→ **SHORT PROBLEM A**: Please repeat the listing that comes after the thread below, starting at its first line and ending at the line containing "point(17, 134)", with both ends included and the pictures left out.
- - - - - - -
# Banned: Photos Of Elgin 725 Watches



## Silver Hawk (Dec 2, 2003)

Right, no more photos of watches containing Elgin 725.









The main offenders are:


Larry From Calgary

Watchnutz

and now Harleymanstan


Mods: the ban should only be lifted when I finally get one. :sadwalk:


----------



## mel (Dec 6, 2006)

:dummyspit: :lol: Now you know how the rest of us feel when we look at your Hamiltons - - na-na-na-na nah! :toot:


----------



## jasonm (Nov 22, 2003)




----------



## JonW (Mar 23, 2005)

LOL superb! Love this thread...

I also want to ban photos of everyone's (well James and Mike) NOS Camy's... LOL


----------



## watchnutz (Jan 18, 2008)

:dummyspit: :tongue2: :crybaby: :tease:

:taz: No more emails to you when I spot one.


----------



## mel (Dec 6, 2006)

I just love that avatar of Bill's (watchnutz) :yes:










It's so true to the guys who used to wander around trying to sell dodgy watches, - but I KNOW you're a gentleman Bill, you would NEVER sidle up to anyone and say

"Pssst! wanna buy a watch!"


----------



## mel (Dec 6, 2006)

Ooops, hit the button twice - deleted content in this edit!


----------
- - - - - - -
→ **SHORT PROBLEM B**: In the thread above, whom does Silver Hawk name as the main offenders?

→ **RECORD EXCERPTS**:
- - - - - - -
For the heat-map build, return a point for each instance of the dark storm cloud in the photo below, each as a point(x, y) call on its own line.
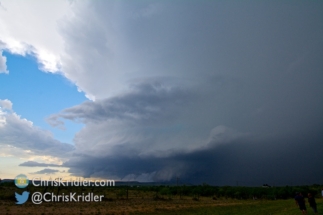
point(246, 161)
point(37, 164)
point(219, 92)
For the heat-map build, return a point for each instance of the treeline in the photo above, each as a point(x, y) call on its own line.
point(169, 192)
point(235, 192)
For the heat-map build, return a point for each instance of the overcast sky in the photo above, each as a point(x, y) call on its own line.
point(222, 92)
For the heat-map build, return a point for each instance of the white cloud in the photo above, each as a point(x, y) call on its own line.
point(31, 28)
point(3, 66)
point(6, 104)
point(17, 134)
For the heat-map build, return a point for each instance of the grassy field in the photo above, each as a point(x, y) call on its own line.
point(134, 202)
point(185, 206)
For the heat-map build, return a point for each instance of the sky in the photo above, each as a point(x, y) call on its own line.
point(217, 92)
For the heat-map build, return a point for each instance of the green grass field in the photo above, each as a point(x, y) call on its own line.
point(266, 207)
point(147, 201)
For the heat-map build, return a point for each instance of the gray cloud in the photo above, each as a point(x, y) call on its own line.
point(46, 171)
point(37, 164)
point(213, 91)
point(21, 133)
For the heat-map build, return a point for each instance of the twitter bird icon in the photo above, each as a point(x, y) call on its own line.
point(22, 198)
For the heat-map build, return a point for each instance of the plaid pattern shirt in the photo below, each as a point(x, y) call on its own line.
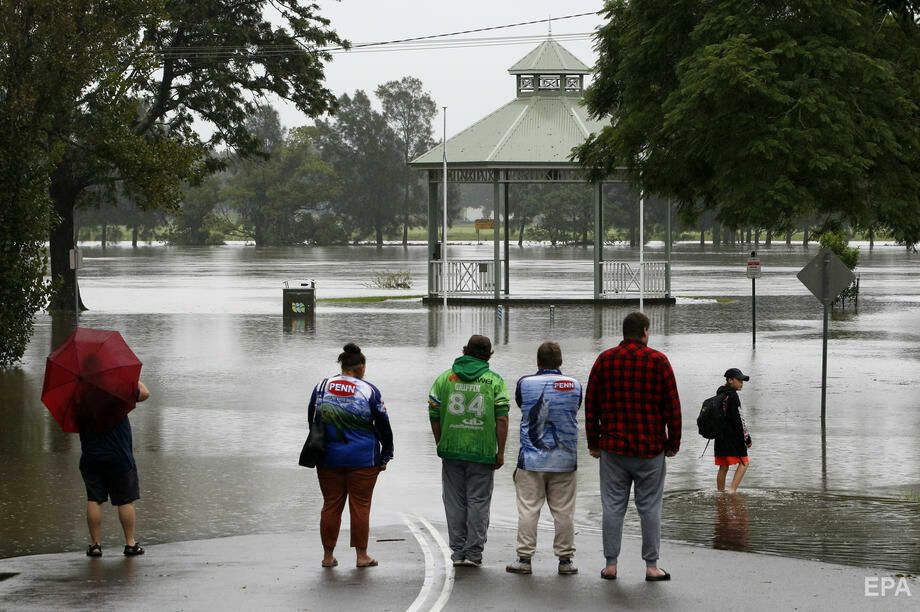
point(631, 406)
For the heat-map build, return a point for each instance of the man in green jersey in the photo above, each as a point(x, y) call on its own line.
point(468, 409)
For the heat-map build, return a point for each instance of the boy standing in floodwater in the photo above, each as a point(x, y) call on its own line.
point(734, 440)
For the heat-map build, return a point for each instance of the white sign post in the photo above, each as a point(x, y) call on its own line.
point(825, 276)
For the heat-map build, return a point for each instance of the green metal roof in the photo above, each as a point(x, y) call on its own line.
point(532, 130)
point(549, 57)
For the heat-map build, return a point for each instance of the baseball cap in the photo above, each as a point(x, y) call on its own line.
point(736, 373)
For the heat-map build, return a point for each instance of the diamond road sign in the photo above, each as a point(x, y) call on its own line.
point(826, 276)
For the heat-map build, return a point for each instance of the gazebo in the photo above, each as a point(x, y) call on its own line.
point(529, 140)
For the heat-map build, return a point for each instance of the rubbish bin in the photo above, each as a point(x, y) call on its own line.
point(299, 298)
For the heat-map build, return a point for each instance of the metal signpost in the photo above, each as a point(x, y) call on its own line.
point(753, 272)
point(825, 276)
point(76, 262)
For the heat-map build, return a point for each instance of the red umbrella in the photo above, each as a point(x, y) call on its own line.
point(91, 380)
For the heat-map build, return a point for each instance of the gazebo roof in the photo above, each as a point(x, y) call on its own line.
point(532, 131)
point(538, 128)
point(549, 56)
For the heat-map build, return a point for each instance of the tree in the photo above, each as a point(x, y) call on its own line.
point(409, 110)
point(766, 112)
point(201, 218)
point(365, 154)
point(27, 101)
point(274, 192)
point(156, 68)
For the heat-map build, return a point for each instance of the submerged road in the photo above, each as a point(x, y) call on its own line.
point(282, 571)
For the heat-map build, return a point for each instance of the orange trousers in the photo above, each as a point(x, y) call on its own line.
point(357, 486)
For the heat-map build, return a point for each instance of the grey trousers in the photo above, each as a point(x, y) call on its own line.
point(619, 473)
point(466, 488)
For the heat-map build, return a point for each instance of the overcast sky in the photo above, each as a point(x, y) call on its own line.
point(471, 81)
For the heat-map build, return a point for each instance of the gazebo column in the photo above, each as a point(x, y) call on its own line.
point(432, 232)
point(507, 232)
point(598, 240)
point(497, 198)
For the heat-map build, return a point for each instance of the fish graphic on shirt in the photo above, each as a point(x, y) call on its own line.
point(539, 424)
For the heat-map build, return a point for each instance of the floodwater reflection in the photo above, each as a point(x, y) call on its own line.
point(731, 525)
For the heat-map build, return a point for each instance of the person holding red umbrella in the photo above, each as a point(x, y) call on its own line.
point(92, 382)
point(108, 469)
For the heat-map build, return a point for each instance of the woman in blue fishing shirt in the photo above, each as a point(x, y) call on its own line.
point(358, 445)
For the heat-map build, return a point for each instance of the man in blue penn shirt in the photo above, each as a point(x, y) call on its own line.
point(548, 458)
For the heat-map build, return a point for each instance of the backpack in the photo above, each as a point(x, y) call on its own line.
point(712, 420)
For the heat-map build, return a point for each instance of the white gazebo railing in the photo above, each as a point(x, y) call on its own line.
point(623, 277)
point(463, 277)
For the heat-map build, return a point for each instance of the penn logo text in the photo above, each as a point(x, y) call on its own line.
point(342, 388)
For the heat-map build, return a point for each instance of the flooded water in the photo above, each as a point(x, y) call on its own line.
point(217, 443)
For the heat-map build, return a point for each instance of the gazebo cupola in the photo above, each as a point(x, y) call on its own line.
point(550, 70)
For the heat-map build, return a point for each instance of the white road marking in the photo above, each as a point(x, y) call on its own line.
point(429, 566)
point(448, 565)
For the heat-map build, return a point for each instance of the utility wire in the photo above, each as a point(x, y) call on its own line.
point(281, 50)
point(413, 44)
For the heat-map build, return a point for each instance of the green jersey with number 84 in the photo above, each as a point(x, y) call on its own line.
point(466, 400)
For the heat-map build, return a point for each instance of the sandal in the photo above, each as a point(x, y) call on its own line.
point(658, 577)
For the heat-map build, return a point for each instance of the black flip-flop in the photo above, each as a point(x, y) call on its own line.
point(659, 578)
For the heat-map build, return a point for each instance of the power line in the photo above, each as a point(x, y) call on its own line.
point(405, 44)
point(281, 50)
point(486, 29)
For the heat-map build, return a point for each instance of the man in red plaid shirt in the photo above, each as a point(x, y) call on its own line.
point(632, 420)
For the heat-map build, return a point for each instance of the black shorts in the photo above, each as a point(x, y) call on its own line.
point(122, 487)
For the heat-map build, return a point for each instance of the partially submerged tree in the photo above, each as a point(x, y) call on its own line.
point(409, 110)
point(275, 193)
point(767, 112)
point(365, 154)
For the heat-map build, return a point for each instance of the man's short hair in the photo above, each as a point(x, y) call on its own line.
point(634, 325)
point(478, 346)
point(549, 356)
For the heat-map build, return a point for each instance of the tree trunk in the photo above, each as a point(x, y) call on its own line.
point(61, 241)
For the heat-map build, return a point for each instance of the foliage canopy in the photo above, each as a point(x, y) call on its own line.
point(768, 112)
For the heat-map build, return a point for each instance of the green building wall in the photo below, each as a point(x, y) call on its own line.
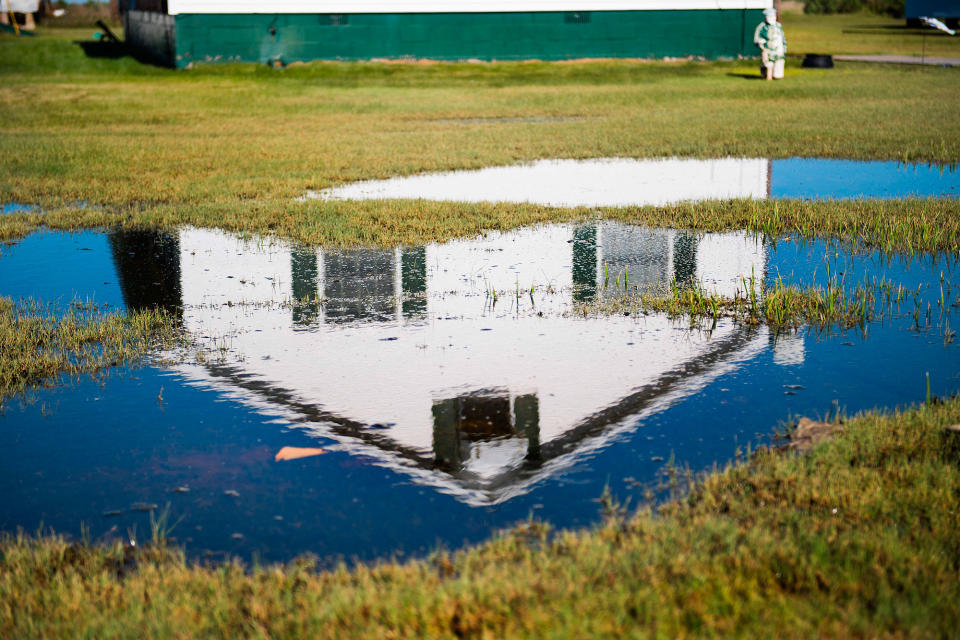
- - - - - - -
→ **CORRECT RESULT A**:
For the heat-map build, return a point for each instance of the dark storm cloud in the photo below, each as a point(x, y) call on its own line.
point(246, 161)
point(37, 164)
point(219, 92)
For the heat-map build, return a point for each instance of the treeline in the photo above, each as a point(x, y) call on its own line.
point(169, 192)
point(235, 192)
For the heat-map build, return a point for each instance of the overcast sky in the photo above, each as a point(x, y) call on its own line.
point(222, 92)
For the heat-map build, return a point for each instance of the white cloud in the photo above, each as a point(x, y) call on its own line.
point(31, 28)
point(3, 66)
point(6, 104)
point(17, 134)

→ **CORRECT RESULT B**: Larry From Calgary, Watchnutz, and Harleymanstan.